Monday, July 25, 2011

Review: Persuasion (2007)

I watched this version of Persuasion a while ago: half on Youtube, half on Masterpiece Classic (which was shortened and edited). When I first watched it the whole way through, it really didn't make too much of an impression on me. But recently, I re-watched it and have formed a better opinion of it. I guess I noticed more than when I first saw it. I had also recently finished reading Persuasion: it wasn't my favorite Jane Austen book, but I still liked it.
Box Art

Eight years ago, Anne Elliot was proposed to by Frederick Wentworth, a poor man who joined the navy, and accepted his proposal but was persuaded by her godmother, Lady Russell, to break off the engagement since Anne would be taking a big risk marrying him. Now twenty-seven and still unmarried, Anne assumes to be an old maid. When Captain Wentworth comes back into her life, having made his fortune in the navy and now looking for a wife, he is very cold to her and she thinks that he cannot forgive her for what she had done eight years ago.

Couple of members of the cast I recognized in here. Most notably:  Stella Gonet (Mrs. Musgrove) was Bea Eliott in The House of Eliott, Peter Wight (Admiral Croft) was also in a couple of episodes of Lark Rise to Candleford. I also know that Rupert Penry-Jones (Captain Wentworth) was also in the 1997 adaptation of Jane Eyre, but I had only seen clips of it.

_To-do list_.
[1] List every actor named in the Persuasion review, along with the character each plays in this adaptation.
[2] According to the Persuasion review, who persuaded Anne to break off her engagement to Frederick Wentworth?
[3] Repeat the passage of the Persuasion review that begins at the words "I watched this" and stops after "still liked it.".

_Supplied information_.
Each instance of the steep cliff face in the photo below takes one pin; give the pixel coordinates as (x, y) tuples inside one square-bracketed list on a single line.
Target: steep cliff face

_Written answers_.
[1]
Stella Gonet (Mrs. Musgrove)
Peter Wight (Admiral Croft)
Rupert Penry-Jones (Captain Wentworth)

[2] Her godmother, Lady Russell.

[3]
I watched this version of Persuasion a while ago: half on Youtube, half on Masterpiece Classic (which was shortened and edited). When I first watched it the whole way through, it really didn't make too much of an impression on me. But recently, I re-watched it and have formed a better opinion of it. I guess I noticed more than when I first saw it. I had also recently finished reading Persuasion: it wasn't my favorite Jane Austen book, but I still liked it.